** begin Selection **

Artificial reverberation is widely used to improve the sound of recordings, but has a wide range of other musical applications [DJ85, pp.289-340]. Reverberation in real, natural spaces arises from a complicated pattern of sound reflections off the walls and other objects that define the space. It is a great oversimplification to imitate this process using recirculating, discrete delay networks. Nonetheless, modeling reverberation using recirculating delay lines can, with much work, be made to yield good results.

The central idea is to idealize any room (or other reverberant space) as a collection of parallel delay lines that models the memory of the air inside the room. At each point on the walls of the room, many straight-line paths terminate, each carrying sound to that point; the sound then reflects into many other paths, each one originating at that point, and leading eventually to some other point on a wall.

Although the wall (and the air we passed through to get to the wall) absorbs some of the sound, some portion of the incident power is reflected and makes it to another wall. If most of the energy recirculates, the room reverberates for a long time; if all of it does, the reverberation lasts forever. If at any frequency the walls reflect more energy overall than they receive, the sound will feed back unstably; this never happens in real rooms (conservation of energy prevents it), but it can happen in an artificial reverberator if it is not designed correctly.

** end Selection **

* Aim a:
According to the passage on artificial reverberation, what prevents the walls of a real room from reflecting more energy than they receive?
The entries have no connection to the passage on artificial reverberation.

** begin Material for this exercise **

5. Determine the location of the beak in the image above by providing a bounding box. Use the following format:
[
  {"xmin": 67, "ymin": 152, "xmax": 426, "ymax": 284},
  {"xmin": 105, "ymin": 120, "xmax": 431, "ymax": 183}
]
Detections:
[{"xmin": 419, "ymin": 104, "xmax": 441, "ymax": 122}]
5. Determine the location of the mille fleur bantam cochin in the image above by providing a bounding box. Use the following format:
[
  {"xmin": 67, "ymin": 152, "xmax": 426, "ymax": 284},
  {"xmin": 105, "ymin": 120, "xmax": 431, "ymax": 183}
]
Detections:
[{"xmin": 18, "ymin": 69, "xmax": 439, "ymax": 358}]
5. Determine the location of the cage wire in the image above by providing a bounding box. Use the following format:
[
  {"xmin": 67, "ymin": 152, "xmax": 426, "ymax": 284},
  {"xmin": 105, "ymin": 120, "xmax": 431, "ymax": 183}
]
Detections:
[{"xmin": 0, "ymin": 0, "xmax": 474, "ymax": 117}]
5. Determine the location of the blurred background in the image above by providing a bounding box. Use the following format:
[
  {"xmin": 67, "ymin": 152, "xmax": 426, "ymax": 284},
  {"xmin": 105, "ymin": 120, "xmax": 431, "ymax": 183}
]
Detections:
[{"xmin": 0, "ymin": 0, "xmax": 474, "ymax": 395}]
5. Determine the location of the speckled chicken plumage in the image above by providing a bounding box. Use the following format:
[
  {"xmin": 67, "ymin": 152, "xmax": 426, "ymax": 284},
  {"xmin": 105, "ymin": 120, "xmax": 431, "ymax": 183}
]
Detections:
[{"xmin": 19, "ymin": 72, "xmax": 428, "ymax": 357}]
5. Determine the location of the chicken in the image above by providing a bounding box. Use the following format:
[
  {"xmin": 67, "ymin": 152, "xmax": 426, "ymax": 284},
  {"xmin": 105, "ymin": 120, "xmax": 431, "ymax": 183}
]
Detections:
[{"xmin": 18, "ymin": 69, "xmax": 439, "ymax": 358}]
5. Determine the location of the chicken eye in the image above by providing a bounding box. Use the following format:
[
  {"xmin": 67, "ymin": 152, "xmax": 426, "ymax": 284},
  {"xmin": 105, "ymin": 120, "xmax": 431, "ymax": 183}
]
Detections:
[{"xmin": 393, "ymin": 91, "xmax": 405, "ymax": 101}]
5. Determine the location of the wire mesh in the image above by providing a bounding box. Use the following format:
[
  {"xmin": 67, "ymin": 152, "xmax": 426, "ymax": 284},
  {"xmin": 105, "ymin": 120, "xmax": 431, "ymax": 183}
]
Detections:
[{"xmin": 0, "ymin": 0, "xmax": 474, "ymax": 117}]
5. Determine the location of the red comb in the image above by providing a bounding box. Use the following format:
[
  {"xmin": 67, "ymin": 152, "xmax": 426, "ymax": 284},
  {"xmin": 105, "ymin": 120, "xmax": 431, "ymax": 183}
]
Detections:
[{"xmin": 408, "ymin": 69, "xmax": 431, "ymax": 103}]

** end Material for this exercise **

* Aim b:
Copy the lines of the entries from the line containing "5. Determine the location of the wire" through the end of the entries, with no changes.

* Exercise output a:
Conservation of energy prevents it.

* Exercise output b:
5. Determine the location of the wire mesh in the image above by providing a bounding box. Use the following format:
[
  {"xmin": 67, "ymin": 152, "xmax": 426, "ymax": 284},
  {"xmin": 105, "ymin": 120, "xmax": 431, "ymax": 183}
]
Detections:
[{"xmin": 0, "ymin": 0, "xmax": 474, "ymax": 117}]
5. Determine the location of the red comb in the image above by providing a bounding box. Use the following format:
[
  {"xmin": 67, "ymin": 152, "xmax": 426, "ymax": 284},
  {"xmin": 105, "ymin": 120, "xmax": 431, "ymax": 183}
]
Detections:
[{"xmin": 408, "ymin": 69, "xmax": 431, "ymax": 103}]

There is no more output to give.